Work to complete »
Extend the v0.30.0 release notes below, picking up right after the last sentence shown.

Plain-language companion: v0.30.0.md

v0.30.0 — Pre-GA Correctness & Stability Sprint

Status: ✅ Released (v0.30.0). Derived from plans/PLAN_OVERALL_ASSESSMENT_3.md §3, §4, §7, §8. This release must land before v1.0.0 GA. Its purpose is to close every P0 and P1 gap identified in the v0.27.0 assessment so that the stable release inherits a clean correctness baseline.

Release Theme v0.30.0 is the quality gate before the feature-rich v0.28–v0.29 arc and the v1.0 stable release. It fixes the remaining correctness defects that could produce silent wrong answers (EC-01 phantom drift, snapshot non-atomicity), eliminates the operational failure modes that could surprise production operators (unbounded IVM/template caches, text-based SPI error classification, snapshot partial-restore data loss), closes the documentation gaps that block self-service operation (upgrade notes, GUC reference, ERRORS guide), and hardens the test suite with the fuzz and E2E coverage that the new SNAP/PLAN/CLUS/METR functionality currently lacks. No new user-visible SQL API is added. The release is a prerequisite for v1.0.0; any item not landed here will block GA.

Data records »

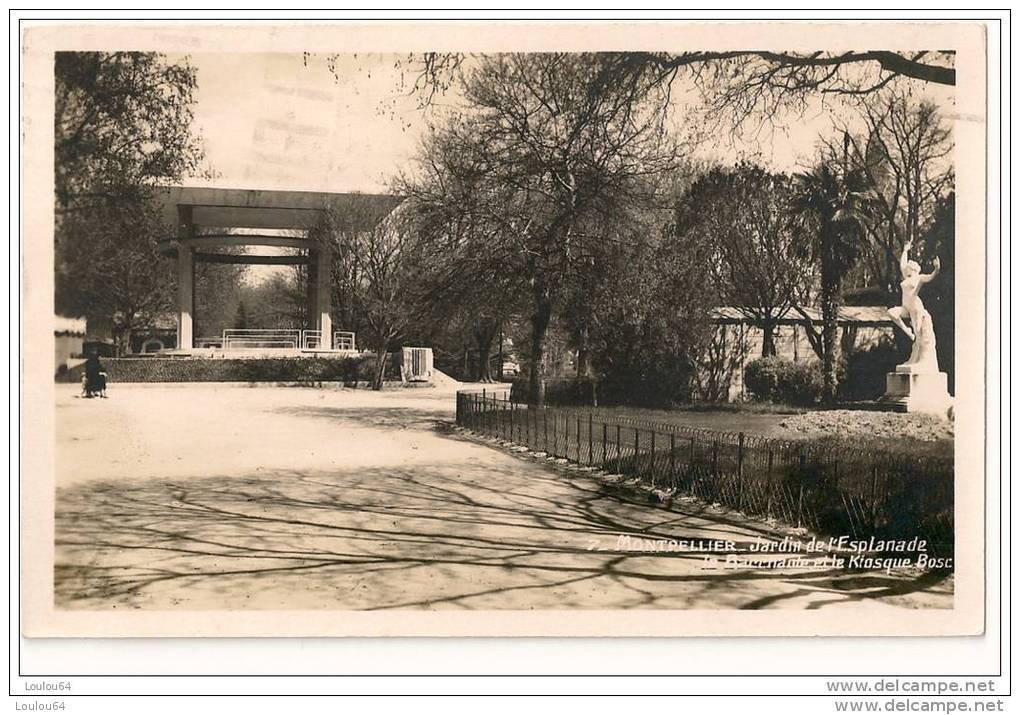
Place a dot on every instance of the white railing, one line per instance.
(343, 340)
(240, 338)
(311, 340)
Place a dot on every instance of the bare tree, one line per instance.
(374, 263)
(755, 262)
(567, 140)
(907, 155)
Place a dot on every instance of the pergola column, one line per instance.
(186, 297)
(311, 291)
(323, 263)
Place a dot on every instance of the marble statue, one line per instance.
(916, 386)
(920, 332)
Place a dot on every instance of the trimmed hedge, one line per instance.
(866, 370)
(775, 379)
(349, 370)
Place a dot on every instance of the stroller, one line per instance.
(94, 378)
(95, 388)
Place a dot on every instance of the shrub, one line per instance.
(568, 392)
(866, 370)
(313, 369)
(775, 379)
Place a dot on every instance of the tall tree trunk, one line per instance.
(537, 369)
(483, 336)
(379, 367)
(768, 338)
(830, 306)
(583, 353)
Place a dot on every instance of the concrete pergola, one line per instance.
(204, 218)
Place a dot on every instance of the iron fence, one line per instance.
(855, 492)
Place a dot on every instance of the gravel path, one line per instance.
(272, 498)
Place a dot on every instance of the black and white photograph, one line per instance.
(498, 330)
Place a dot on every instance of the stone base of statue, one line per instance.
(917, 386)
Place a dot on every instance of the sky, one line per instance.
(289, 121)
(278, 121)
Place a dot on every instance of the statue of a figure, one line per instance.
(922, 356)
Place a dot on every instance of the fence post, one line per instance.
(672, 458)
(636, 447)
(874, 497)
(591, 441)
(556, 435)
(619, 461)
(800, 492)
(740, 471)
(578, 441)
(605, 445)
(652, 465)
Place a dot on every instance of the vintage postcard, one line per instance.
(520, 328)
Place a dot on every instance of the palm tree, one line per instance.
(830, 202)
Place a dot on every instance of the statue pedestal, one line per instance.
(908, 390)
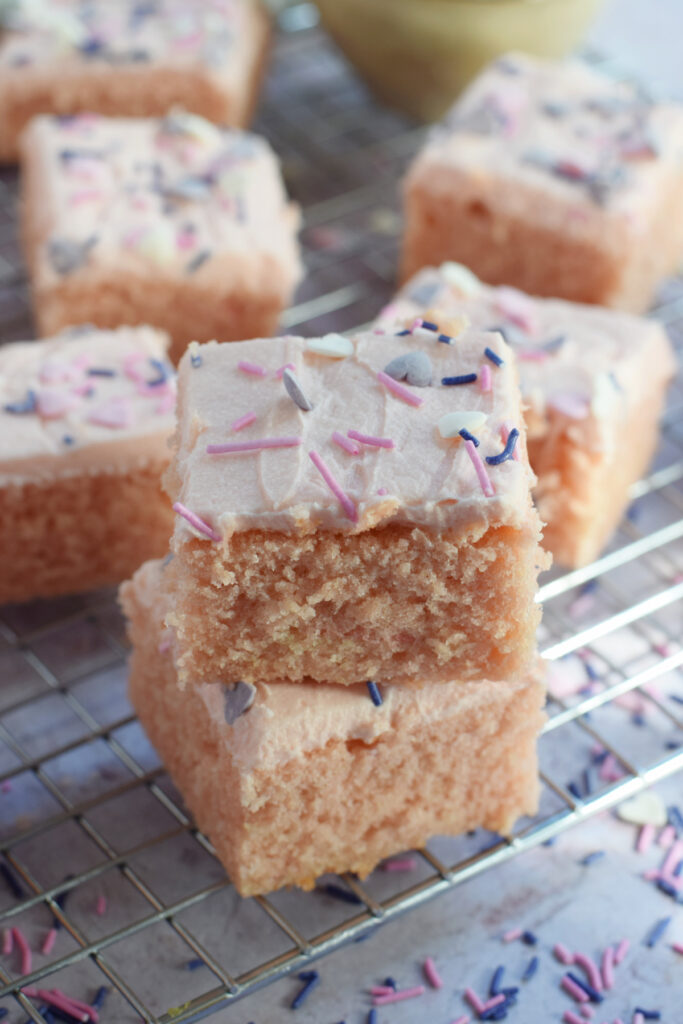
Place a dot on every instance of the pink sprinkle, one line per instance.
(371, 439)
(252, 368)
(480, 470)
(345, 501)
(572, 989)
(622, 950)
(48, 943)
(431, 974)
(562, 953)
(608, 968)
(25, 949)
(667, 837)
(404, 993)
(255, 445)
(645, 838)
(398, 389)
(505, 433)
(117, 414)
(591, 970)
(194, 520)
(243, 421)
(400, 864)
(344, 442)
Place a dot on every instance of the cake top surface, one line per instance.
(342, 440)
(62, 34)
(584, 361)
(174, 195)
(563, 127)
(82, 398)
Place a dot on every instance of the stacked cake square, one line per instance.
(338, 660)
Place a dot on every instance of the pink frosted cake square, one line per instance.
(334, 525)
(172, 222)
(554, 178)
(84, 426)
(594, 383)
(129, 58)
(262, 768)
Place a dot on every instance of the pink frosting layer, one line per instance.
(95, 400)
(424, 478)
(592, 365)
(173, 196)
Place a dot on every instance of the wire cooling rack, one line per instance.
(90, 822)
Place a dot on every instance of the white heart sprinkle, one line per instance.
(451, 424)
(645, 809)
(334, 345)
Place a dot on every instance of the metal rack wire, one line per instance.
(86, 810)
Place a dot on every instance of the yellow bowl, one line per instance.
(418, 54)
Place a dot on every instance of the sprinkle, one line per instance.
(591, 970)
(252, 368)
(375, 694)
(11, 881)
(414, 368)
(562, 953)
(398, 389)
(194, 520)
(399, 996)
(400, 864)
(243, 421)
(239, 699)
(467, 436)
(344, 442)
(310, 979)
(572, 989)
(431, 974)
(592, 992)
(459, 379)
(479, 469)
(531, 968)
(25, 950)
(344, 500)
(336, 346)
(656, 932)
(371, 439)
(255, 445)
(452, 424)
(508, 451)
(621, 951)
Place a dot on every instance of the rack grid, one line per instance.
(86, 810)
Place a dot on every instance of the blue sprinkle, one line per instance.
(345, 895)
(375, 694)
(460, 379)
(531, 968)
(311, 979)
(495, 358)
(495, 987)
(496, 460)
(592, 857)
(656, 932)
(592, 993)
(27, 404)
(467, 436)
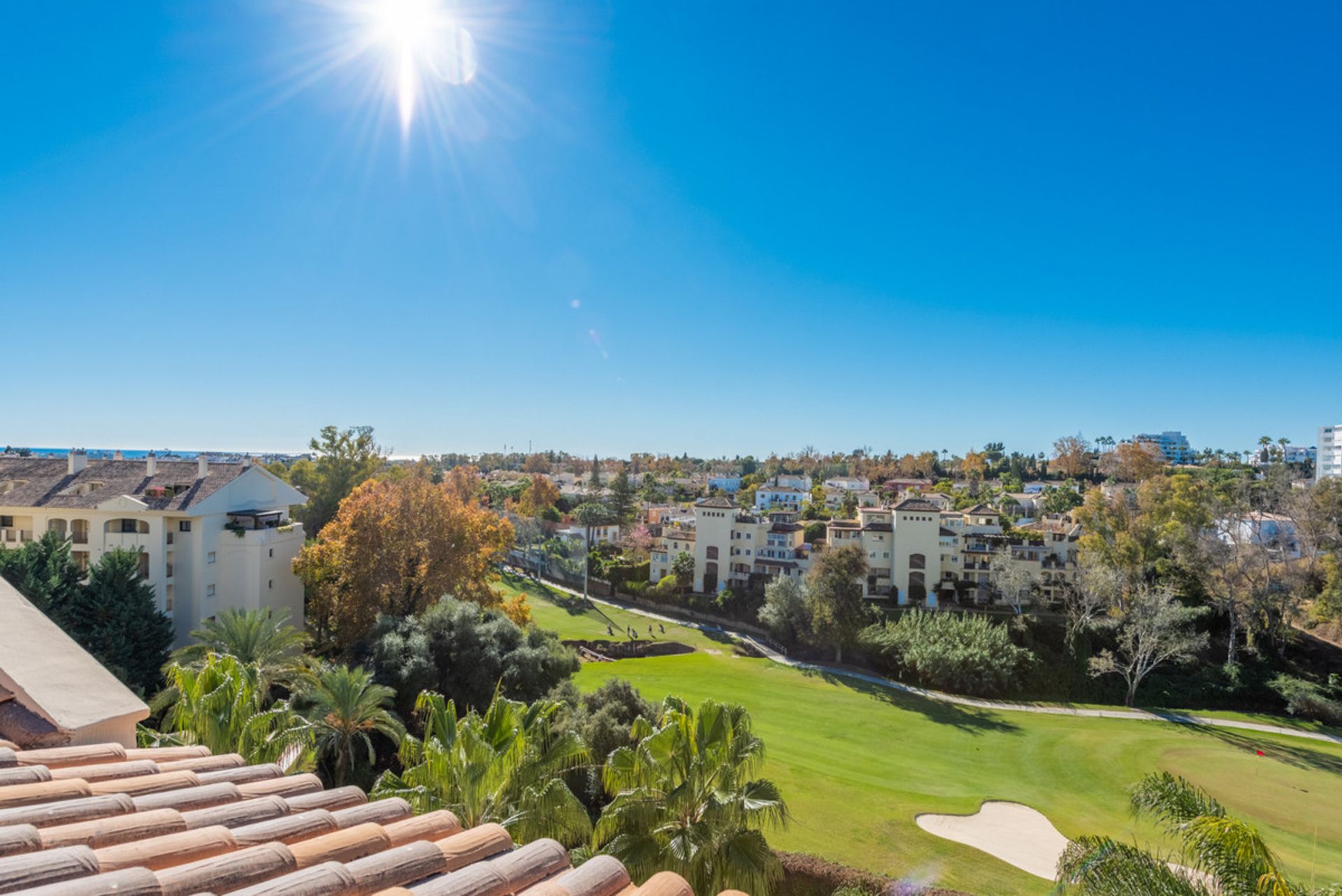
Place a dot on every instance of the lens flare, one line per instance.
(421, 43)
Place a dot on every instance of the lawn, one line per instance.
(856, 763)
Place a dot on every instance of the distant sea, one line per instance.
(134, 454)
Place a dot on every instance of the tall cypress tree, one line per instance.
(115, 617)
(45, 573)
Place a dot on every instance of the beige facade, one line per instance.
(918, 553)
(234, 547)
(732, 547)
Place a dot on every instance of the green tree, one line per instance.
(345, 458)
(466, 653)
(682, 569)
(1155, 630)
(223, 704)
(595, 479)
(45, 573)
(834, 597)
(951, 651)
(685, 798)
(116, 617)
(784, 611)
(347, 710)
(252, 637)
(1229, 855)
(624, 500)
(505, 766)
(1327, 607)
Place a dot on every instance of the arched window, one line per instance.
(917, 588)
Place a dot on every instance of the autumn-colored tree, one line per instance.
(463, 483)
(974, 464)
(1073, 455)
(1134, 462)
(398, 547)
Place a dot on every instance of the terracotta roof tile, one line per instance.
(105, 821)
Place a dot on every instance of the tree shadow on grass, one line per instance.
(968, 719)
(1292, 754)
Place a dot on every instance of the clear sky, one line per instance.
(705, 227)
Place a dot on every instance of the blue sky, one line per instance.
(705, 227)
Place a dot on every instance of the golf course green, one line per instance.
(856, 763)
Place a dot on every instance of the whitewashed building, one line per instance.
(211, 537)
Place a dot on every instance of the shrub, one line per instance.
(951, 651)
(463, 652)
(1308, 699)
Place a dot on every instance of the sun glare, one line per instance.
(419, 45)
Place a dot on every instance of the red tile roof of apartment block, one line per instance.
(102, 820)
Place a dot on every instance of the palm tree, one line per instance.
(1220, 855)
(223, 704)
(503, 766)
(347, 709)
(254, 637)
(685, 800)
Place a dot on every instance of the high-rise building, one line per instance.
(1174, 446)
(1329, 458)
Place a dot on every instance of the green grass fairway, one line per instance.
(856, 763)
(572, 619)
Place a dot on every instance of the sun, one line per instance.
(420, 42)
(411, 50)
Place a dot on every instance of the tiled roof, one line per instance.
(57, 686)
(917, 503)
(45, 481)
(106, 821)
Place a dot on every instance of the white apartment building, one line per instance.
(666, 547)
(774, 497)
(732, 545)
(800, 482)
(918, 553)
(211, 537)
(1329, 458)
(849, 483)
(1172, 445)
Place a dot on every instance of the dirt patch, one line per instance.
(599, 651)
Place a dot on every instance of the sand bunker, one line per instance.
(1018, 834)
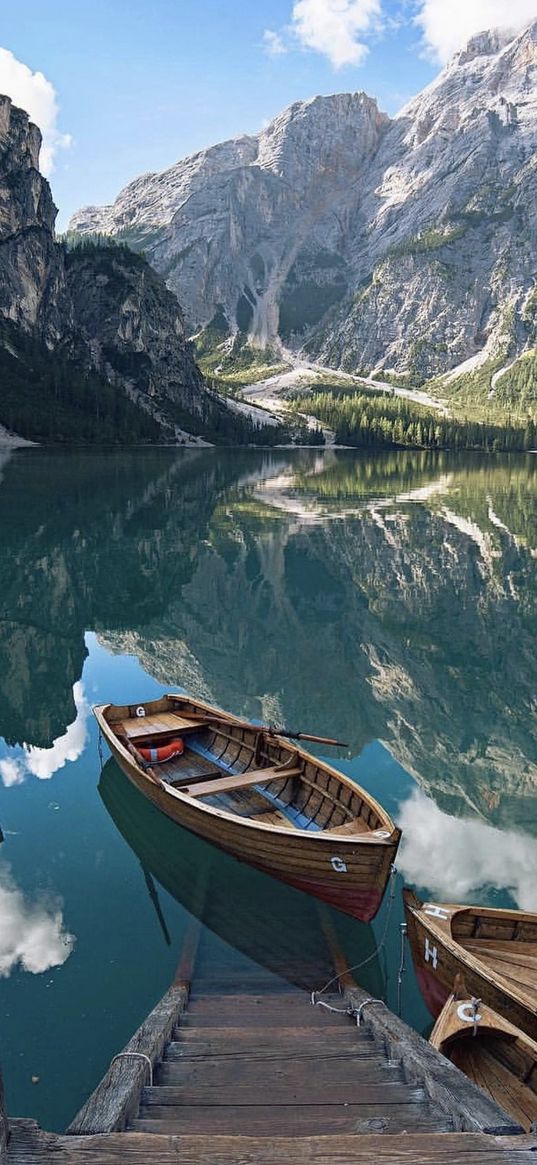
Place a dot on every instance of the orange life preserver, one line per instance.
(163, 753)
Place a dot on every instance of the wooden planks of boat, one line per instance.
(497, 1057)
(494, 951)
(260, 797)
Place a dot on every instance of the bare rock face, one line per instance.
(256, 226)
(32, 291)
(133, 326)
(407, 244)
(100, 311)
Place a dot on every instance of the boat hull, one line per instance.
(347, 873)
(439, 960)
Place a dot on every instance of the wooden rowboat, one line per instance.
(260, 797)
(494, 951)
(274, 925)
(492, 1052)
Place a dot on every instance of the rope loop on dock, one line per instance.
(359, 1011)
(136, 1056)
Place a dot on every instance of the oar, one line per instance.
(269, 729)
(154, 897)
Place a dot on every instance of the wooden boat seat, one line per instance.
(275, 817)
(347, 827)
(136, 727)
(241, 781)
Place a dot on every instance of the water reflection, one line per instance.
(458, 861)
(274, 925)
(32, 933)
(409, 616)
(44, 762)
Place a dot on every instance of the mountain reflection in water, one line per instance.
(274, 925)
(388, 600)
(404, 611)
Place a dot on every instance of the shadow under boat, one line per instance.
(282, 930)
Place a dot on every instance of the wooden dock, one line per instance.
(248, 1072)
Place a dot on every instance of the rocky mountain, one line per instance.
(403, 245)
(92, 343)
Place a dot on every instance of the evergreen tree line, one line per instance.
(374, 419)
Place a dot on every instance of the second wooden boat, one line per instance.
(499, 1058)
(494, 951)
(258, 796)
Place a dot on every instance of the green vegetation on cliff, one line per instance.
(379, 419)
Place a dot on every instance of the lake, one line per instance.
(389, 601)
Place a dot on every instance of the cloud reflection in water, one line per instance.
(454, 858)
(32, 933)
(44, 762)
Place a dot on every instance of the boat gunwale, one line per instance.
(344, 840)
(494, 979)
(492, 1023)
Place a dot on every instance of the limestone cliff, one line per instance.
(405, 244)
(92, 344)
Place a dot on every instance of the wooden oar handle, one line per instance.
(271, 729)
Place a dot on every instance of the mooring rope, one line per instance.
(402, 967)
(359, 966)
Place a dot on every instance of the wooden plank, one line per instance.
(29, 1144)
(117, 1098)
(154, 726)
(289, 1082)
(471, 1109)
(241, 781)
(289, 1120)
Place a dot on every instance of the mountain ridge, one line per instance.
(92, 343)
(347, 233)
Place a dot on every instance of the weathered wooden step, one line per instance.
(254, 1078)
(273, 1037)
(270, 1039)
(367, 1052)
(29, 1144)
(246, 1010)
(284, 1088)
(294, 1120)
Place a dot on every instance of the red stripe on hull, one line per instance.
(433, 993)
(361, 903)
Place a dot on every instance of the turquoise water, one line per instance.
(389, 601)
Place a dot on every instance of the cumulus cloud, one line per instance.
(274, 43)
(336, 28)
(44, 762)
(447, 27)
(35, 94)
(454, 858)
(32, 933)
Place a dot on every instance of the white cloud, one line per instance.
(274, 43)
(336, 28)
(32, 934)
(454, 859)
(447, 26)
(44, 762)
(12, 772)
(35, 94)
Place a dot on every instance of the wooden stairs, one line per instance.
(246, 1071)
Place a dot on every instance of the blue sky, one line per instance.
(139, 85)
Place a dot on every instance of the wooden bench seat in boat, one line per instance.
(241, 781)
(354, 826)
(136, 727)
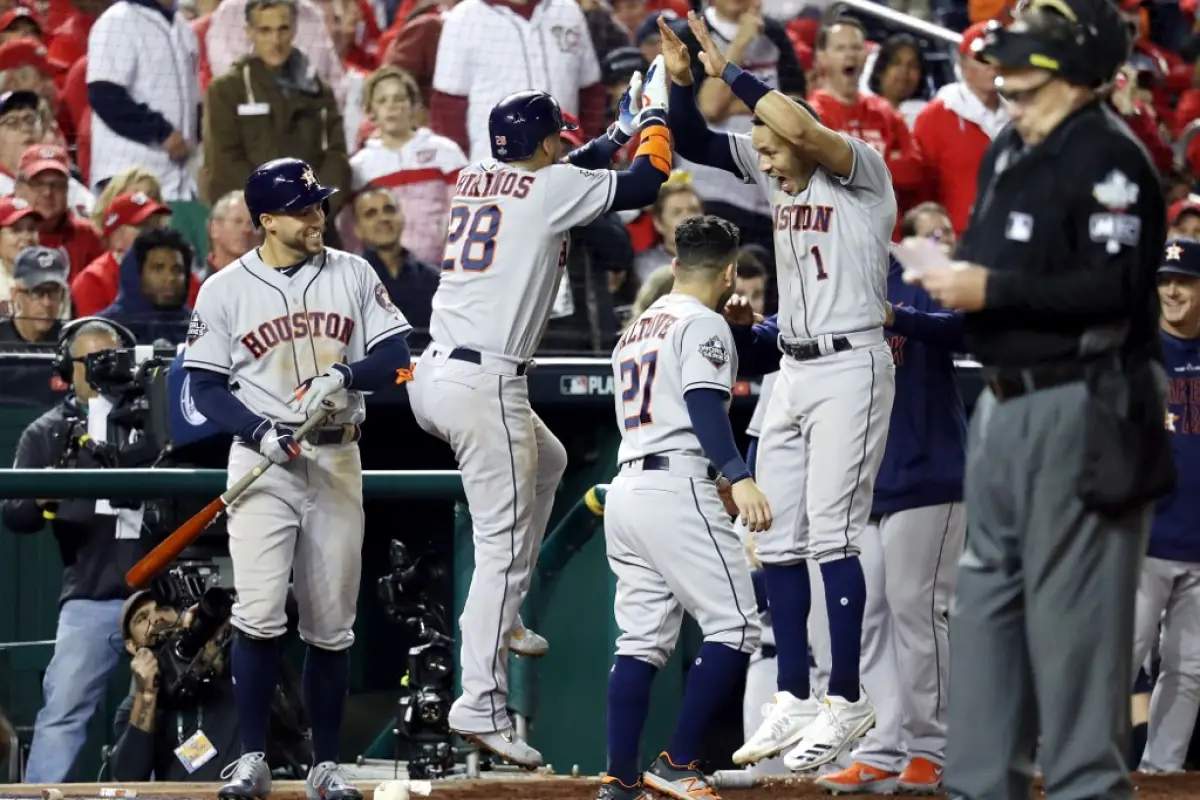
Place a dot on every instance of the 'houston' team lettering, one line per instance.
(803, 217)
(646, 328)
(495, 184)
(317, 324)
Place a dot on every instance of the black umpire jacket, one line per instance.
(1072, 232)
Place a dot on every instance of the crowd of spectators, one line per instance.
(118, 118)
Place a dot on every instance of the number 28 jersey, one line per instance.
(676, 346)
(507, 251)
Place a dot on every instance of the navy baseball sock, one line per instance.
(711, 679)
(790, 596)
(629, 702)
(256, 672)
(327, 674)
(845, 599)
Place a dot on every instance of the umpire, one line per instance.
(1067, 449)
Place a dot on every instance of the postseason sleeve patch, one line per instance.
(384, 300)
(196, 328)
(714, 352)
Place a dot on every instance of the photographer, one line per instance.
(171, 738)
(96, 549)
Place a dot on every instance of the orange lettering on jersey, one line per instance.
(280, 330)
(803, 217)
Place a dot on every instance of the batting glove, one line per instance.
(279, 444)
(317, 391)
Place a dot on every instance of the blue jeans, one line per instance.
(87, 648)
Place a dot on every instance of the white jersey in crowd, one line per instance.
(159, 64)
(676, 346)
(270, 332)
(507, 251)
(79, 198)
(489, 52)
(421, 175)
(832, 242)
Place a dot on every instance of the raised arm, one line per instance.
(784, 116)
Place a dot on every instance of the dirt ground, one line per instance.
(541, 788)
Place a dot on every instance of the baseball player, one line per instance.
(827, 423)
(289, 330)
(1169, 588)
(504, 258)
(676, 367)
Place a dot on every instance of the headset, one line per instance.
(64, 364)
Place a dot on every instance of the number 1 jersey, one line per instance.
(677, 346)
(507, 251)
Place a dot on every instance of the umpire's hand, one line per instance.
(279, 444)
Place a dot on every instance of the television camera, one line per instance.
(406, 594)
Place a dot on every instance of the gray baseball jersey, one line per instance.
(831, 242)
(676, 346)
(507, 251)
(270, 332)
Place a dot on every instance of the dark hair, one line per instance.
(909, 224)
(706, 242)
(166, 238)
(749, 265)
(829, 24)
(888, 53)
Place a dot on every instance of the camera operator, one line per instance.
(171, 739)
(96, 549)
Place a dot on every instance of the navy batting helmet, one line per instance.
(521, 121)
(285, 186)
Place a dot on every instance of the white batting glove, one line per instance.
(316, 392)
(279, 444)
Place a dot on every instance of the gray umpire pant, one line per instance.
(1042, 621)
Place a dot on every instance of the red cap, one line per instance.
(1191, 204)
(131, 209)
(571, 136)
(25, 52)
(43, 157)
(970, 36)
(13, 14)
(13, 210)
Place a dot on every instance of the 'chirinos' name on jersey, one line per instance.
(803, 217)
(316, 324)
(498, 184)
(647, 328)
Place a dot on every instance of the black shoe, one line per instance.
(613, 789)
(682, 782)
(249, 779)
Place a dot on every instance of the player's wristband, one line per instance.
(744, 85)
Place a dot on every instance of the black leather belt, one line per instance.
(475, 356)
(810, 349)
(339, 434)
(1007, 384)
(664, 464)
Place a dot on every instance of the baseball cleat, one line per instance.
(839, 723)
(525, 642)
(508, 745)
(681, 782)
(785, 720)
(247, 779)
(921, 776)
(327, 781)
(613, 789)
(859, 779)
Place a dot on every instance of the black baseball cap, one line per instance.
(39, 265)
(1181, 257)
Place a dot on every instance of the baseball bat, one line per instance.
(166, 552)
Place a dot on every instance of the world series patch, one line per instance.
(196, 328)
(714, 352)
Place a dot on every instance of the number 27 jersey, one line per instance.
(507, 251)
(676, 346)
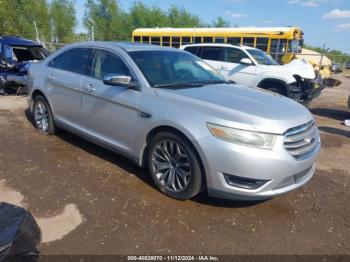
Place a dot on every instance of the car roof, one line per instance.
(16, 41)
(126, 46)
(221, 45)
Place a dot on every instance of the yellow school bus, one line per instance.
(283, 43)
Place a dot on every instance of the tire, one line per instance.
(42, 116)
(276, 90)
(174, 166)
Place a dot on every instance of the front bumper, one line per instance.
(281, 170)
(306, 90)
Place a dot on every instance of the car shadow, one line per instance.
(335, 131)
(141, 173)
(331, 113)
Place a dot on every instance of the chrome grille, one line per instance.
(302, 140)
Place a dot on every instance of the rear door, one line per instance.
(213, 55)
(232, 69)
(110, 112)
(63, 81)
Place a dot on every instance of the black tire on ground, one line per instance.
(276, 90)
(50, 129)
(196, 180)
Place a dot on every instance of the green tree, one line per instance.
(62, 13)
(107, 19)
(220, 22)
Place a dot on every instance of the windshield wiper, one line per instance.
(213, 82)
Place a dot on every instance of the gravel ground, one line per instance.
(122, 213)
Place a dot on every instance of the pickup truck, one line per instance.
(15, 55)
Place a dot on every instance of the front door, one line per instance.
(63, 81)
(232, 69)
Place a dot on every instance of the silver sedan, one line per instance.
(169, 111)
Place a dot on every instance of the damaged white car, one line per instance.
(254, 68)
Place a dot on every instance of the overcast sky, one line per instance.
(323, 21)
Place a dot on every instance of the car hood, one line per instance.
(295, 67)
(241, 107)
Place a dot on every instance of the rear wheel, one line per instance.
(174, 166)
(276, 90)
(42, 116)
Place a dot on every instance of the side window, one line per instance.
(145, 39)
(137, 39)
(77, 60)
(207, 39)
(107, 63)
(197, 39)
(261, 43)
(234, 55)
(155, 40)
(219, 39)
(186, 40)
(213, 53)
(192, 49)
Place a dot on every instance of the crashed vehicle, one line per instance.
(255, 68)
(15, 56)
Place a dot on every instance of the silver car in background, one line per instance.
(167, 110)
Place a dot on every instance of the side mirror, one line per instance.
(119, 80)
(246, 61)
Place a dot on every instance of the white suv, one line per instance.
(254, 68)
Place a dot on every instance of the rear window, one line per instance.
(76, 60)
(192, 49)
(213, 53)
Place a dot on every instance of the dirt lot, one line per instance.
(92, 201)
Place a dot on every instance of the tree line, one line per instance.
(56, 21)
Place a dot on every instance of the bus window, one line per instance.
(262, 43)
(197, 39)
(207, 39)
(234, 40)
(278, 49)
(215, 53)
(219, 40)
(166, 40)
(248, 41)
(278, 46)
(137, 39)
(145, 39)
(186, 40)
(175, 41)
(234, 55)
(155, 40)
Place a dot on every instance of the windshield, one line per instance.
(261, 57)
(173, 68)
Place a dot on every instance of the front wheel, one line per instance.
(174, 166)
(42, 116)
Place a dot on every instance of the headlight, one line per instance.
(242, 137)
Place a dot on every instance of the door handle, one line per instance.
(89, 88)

Task result »
Correctness

ID Title Effort Priority
CORR-1 Complete EC-01 phantom-row convergence M P0
CORR-2 Generalise SubLink detection to CASE/COALESCE/FuncCall S P1
CORR-3 Replace SELECT * EXCEPT with explicit column list in restore S P1

CORR-1 — Complete EC-01 phantom-row convergence. The v0.24.0 hash fix is necessary but not sufficient: is_deduplicated: false at src/dvm/operators/join.rs:657–668 still forces the MERGE to aggregate by row-id, and the conditional wiring that invokes src/refresh/phd1.rs cross-cycle cleanup is incomplete. Option A: wire every refresh cycle through unconditional PH-D1 cleanup with a small batch size. Option B: re-derive the Part-2 row-id from the retained base-table key snapshot so that is_deduplicated: true can be set for INNER joins. Verify with the deterministic reproducer from test_tpch_q07_ec01b_combined_delete and the IMMEDIATE-mode property tests. Schema change: No. Dependencies: v0.24.0 PH-D1 skeleton.

CORR-2 — SubLink detection for CASE/COALESCE/FuncCall. node_tree_contains_sublink only recurses into T_BoolExpr arguments; SubLinks inside T_CaseExpr, T_CoalesceExpr, or function-argument lists silently downgrade the query to FULL refresh without a user-visible message. Generalise the walker or emit a NOTICE on forced downgrade. Schema change: No. Dependencies: None.

CORR-3 — Explicit column list for restore. restore_from_snapshot_impl unconditionally emits SELECT * EXCEPT(…), which is only available on PG 18 with specific minor-version patches. Replace with a pg_attribute catalog walk that builds the explicit column list, eliminating PG-minor sensitivity entirely. Schema change: No. Dependencies: None.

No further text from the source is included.